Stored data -
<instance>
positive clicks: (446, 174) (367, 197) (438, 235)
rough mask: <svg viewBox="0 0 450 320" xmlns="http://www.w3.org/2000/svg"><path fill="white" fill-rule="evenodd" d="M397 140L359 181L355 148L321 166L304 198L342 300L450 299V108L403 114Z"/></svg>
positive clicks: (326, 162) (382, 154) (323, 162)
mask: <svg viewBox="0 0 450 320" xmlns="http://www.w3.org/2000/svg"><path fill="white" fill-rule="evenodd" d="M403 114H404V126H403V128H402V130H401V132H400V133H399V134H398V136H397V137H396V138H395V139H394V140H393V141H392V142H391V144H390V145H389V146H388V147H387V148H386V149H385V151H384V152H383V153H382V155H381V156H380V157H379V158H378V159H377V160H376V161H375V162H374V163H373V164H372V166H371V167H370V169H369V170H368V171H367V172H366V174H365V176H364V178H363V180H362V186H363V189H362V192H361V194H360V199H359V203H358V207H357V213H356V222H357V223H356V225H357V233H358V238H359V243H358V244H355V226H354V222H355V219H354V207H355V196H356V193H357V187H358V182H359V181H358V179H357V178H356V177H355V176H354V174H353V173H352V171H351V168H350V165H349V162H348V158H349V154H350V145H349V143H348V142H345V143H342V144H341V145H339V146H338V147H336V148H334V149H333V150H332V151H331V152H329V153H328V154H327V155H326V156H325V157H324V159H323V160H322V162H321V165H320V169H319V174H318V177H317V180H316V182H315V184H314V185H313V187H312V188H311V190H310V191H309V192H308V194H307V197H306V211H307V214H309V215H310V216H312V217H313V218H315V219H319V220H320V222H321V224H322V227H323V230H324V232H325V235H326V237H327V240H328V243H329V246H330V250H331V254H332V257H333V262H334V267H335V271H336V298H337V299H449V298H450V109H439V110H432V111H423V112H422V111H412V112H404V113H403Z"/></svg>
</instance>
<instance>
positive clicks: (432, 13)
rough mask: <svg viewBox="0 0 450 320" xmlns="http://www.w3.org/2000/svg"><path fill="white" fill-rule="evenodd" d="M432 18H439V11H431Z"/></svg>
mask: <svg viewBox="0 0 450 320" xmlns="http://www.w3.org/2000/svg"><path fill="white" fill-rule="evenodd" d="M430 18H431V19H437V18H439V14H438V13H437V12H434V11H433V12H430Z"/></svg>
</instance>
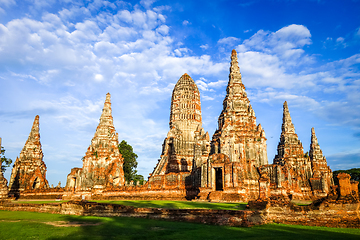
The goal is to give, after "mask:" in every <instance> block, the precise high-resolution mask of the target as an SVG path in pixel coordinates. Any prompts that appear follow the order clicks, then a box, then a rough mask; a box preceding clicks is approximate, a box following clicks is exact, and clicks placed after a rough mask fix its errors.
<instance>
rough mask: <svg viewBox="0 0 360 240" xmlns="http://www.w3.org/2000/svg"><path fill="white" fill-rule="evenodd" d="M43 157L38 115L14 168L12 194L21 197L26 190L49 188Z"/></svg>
mask: <svg viewBox="0 0 360 240" xmlns="http://www.w3.org/2000/svg"><path fill="white" fill-rule="evenodd" d="M43 157H44V155H43V152H42V149H41V143H40V132H39V115H37V116H36V117H35V120H34V123H33V126H32V128H31V131H30V134H29V137H28V139H27V140H26V143H25V146H24V148H23V149H22V150H21V152H20V157H17V158H16V161H15V163H14V166H13V168H12V172H11V177H10V183H9V190H10V194H13V195H19V194H20V192H21V191H24V190H30V189H46V188H49V183H48V181H47V180H46V165H45V163H44V161H43Z"/></svg>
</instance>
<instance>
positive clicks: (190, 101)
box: [152, 73, 209, 176]
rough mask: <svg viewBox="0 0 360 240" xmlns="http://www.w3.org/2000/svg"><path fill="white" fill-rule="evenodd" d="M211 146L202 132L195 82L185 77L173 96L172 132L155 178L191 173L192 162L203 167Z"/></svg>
mask: <svg viewBox="0 0 360 240" xmlns="http://www.w3.org/2000/svg"><path fill="white" fill-rule="evenodd" d="M208 145H209V135H208V133H207V132H205V131H204V129H203V128H202V118H201V102H200V92H199V89H198V87H197V86H196V84H195V82H194V80H193V79H192V78H191V77H190V76H189V75H188V74H187V73H185V74H183V75H182V76H181V77H180V79H179V80H178V81H177V83H176V85H175V87H174V90H173V93H172V98H171V109H170V131H169V132H168V134H167V137H166V138H165V140H164V144H163V151H162V154H161V159H160V160H159V162H158V164H157V166H156V167H155V169H154V171H153V173H152V176H156V175H164V174H167V173H179V172H190V171H191V170H192V167H193V165H194V164H193V160H195V162H198V163H200V162H202V161H203V160H205V159H206V158H207V156H208V150H209V147H208Z"/></svg>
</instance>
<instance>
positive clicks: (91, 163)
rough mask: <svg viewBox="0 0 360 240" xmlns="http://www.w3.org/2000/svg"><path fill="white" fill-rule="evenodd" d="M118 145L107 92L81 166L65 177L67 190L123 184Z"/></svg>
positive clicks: (90, 189)
mask: <svg viewBox="0 0 360 240" xmlns="http://www.w3.org/2000/svg"><path fill="white" fill-rule="evenodd" d="M118 145H119V141H118V134H117V133H116V132H115V127H114V124H113V117H112V111H111V102H110V94H109V93H108V94H107V95H106V100H105V103H104V108H103V110H102V114H101V117H100V123H99V125H98V126H97V128H96V132H95V134H94V137H93V139H92V140H91V144H90V146H89V148H88V149H87V151H86V153H85V156H84V158H83V167H82V168H73V169H72V170H71V173H70V174H69V175H68V177H67V182H66V188H67V189H74V190H91V189H92V188H95V189H103V188H105V187H108V186H122V185H124V184H125V179H124V171H123V167H122V166H123V158H122V156H121V154H120V152H119V149H118Z"/></svg>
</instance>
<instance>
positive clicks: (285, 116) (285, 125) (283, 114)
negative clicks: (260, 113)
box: [281, 101, 295, 134]
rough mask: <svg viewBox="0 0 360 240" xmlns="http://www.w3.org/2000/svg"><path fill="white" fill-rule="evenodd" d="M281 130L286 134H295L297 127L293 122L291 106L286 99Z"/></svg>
mask: <svg viewBox="0 0 360 240" xmlns="http://www.w3.org/2000/svg"><path fill="white" fill-rule="evenodd" d="M281 130H282V132H283V133H284V134H295V127H294V124H293V123H292V120H291V116H290V112H289V107H288V105H287V102H286V101H285V102H284V111H283V123H282V126H281Z"/></svg>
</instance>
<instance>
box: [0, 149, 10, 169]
mask: <svg viewBox="0 0 360 240" xmlns="http://www.w3.org/2000/svg"><path fill="white" fill-rule="evenodd" d="M0 157H1V172H5V170H6V168H7V167H9V166H10V164H11V163H12V160H11V159H10V158H6V157H5V149H4V147H1V154H0Z"/></svg>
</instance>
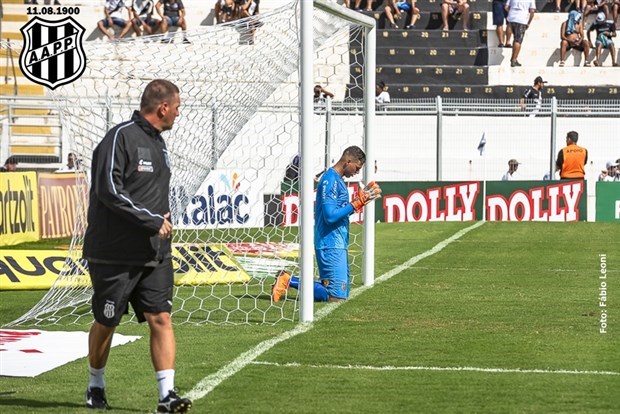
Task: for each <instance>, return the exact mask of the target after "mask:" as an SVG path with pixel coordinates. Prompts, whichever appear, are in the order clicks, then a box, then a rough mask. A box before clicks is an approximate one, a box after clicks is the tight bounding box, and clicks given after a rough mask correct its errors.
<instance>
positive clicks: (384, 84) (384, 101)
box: [375, 81, 390, 107]
mask: <svg viewBox="0 0 620 414" xmlns="http://www.w3.org/2000/svg"><path fill="white" fill-rule="evenodd" d="M387 90H388V87H387V85H386V84H385V82H383V81H381V82H379V83H378V84H377V86H376V87H375V95H376V96H375V102H376V103H377V104H378V105H380V106H381V107H384V105H385V104H388V103H390V93H389V92H388V91H387Z"/></svg>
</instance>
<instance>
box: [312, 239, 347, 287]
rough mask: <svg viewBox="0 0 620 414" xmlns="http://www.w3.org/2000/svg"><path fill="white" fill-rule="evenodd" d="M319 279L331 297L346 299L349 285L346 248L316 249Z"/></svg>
mask: <svg viewBox="0 0 620 414" xmlns="http://www.w3.org/2000/svg"><path fill="white" fill-rule="evenodd" d="M316 263H317V265H318V267H319V280H320V281H321V283H322V284H323V286H325V288H326V289H327V294H328V295H329V296H331V297H333V298H338V299H346V298H348V297H349V290H350V287H351V284H350V281H349V257H348V254H347V250H346V249H320V250H317V251H316Z"/></svg>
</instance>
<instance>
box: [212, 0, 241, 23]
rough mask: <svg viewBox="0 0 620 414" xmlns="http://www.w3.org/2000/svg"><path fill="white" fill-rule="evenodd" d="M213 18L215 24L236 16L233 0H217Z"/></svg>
mask: <svg viewBox="0 0 620 414" xmlns="http://www.w3.org/2000/svg"><path fill="white" fill-rule="evenodd" d="M214 12H215V20H216V21H217V24H220V23H226V22H230V21H232V20H235V18H236V17H237V8H236V5H235V1H234V0H217V1H216V2H215V10H214Z"/></svg>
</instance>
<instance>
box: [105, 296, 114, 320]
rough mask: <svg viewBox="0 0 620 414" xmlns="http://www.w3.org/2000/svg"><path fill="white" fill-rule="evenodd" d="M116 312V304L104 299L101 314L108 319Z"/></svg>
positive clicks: (113, 314) (109, 318)
mask: <svg viewBox="0 0 620 414" xmlns="http://www.w3.org/2000/svg"><path fill="white" fill-rule="evenodd" d="M115 314H116V304H115V303H114V302H112V301H110V300H106V302H105V306H104V307H103V316H105V317H106V318H108V319H112V318H113V317H114V315H115Z"/></svg>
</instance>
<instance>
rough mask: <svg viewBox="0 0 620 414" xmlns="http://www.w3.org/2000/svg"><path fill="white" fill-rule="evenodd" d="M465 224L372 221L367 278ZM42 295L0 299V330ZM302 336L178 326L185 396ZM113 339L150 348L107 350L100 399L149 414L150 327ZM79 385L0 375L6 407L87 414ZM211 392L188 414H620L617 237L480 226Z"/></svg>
mask: <svg viewBox="0 0 620 414" xmlns="http://www.w3.org/2000/svg"><path fill="white" fill-rule="evenodd" d="M471 225H472V223H419V224H418V223H403V224H379V225H377V243H376V246H377V247H376V262H375V263H376V272H375V273H376V276H377V277H379V276H381V275H383V274H385V273H386V272H389V271H391V270H393V269H394V268H397V267H398V266H399V265H401V264H402V263H404V262H406V261H407V260H408V259H410V258H412V257H414V256H416V255H418V254H420V253H423V252H425V251H427V250H429V249H431V248H432V247H433V246H435V245H436V244H438V243H440V242H442V241H444V240H446V239H447V238H449V237H451V236H452V235H453V234H455V233H456V232H458V231H459V230H461V229H464V228H467V227H469V226H471ZM601 255H605V257H606V265H607V279H605V283H606V291H605V293H606V296H605V299H606V302H605V304H606V306H605V307H604V308H603V307H601V304H600V300H601V296H600V292H601V291H600V287H601V279H599V276H600V268H601ZM42 295H43V292H0V304H1V305H0V306H1V310H2V312H1V314H0V323H7V322H9V321H11V320H13V319H15V318H16V317H18V316H20V315H21V314H23V313H24V312H25V311H27V310H28V309H29V308H30V307H31V306H32V305H34V304H35V303H36V302H37V301H38V300H39V298H40V297H41V296H42ZM324 309H325V307H324V306H317V307H316V310H319V311H321V310H324ZM602 310H605V312H606V315H607V320H606V326H605V330H606V333H601V332H600V329H601V327H602V323H601V321H600V320H601V311H602ZM24 328H28V327H24ZM79 328H82V329H83V330H87V329H88V326H83V327H78V328H77V329H79ZM296 328H298V325H297V324H294V323H288V322H285V323H280V324H277V325H275V326H268V325H256V326H254V325H243V326H236V327H235V326H219V325H218V326H216V325H206V326H193V325H178V326H175V332H176V337H177V367H176V372H177V376H176V378H177V379H176V383H177V386H178V388H179V389H180V392H181V394H184V393H187V392H190V391H191V390H196V386H197V384H199V383H200V381H201V380H203V378H205V377H208V376H210V375H213V374H216V373H222V372H224V371H225V370H223V368H224V367H226V366H227V365H228V364H230V363H231V362H232V361H235V360H236V359H237V358H238V357H239V356H240V355H242V354H244V353H245V352H248V351H250V352H253V350H255V346H256V345H258V344H259V343H261V342H263V341H266V340H270V339H274V338H282V337H283V335H286V334H287V332H290V331H291V330H294V329H296ZM44 329H47V328H44ZM71 329H76V327H71ZM118 332H120V333H124V334H133V335H143V336H144V338H143V339H141V340H139V341H136V342H134V343H131V344H128V345H124V346H122V347H118V348H114V349H112V352H111V358H110V361H109V364H108V367H107V370H106V381H107V394H108V400H109V403H110V405H111V406H112V407H113V409H114V412H118V413H123V412H127V413H131V412H134V413H135V412H152V411H153V410H154V409H155V406H156V400H157V389H156V384H155V378H154V374H153V371H152V368H151V363H150V357H149V354H148V340H147V339H146V338H147V336H148V329H147V327H146V326H142V325H133V324H126V325H122V326H120V327H119V329H118ZM558 371H561V372H558ZM87 380H88V371H87V362H86V360H85V359H81V360H78V361H75V362H73V363H70V364H67V365H65V366H62V367H60V368H57V369H55V370H53V371H50V372H48V373H45V374H42V375H40V376H38V377H36V378H7V377H2V378H0V412H12V413H28V412H33V413H80V412H84V413H85V412H88V411H87V410H86V409H84V408H82V407H83V403H84V390H85V387H86V383H87ZM214 381H215V382H213V383H212V384H214V387H213V388H212V390H211V391H210V392H205V393H203V394H204V396H203V397H202V398H200V399H198V400H196V401H195V402H194V407H193V408H192V412H193V413H326V412H334V413H494V414H497V413H596V414H599V413H620V236H619V233H618V226H617V224H603V223H485V224H483V225H482V226H480V227H478V228H475V229H473V230H471V231H470V232H468V233H467V234H465V235H464V236H462V237H461V238H460V239H458V240H456V241H454V242H452V243H450V244H449V245H447V246H446V247H445V248H444V249H443V250H441V251H439V252H438V253H436V254H434V255H431V256H429V257H427V258H425V259H423V260H420V261H418V262H417V263H415V264H414V265H413V266H411V267H409V268H406V269H404V270H402V271H401V272H400V273H398V274H396V275H395V276H393V277H392V278H390V279H389V280H385V281H384V282H382V283H377V284H376V285H375V286H374V287H373V288H371V289H369V290H366V291H365V292H363V293H361V294H359V295H357V296H355V297H354V298H352V299H351V300H349V301H348V302H346V303H344V304H343V305H341V306H339V307H337V308H336V309H334V310H333V311H332V312H331V313H329V314H327V315H326V316H325V317H323V318H320V319H319V320H317V321H316V322H315V323H314V324H313V326H312V327H311V328H309V329H306V330H305V331H304V332H303V333H301V334H299V335H296V336H294V337H292V338H290V339H288V340H284V341H281V342H279V343H277V344H275V345H273V346H272V347H271V348H270V349H269V350H267V351H266V352H264V353H262V354H260V355H258V356H257V357H256V358H253V359H252V360H251V361H249V363H248V364H247V365H243V366H242V367H241V368H240V369H238V370H237V371H235V372H234V373H233V374H232V375H230V376H228V377H226V375H224V376H222V377H221V379H219V380H214Z"/></svg>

YOUR OBJECTIVE - Say how many lines in the entries above contain the string "coordinates". Give the number by itself.

RESPONSE AREA - 2